### What the task asks
Please rewrite the records below, replacing "dot" with "mark" and leaving everything else unchanged.

[Part of a data file]

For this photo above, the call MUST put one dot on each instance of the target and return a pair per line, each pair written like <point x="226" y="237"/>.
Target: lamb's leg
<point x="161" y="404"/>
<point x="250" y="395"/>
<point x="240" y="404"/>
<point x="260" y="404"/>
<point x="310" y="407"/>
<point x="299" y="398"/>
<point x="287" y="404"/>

### Result of the exercise
For this photo above, the call MUST put one mark on each instance of the target and return a pair per line, each pair written like <point x="226" y="237"/>.
Target: lamb's leg
<point x="161" y="404"/>
<point x="250" y="395"/>
<point x="240" y="404"/>
<point x="260" y="404"/>
<point x="310" y="407"/>
<point x="299" y="398"/>
<point x="287" y="404"/>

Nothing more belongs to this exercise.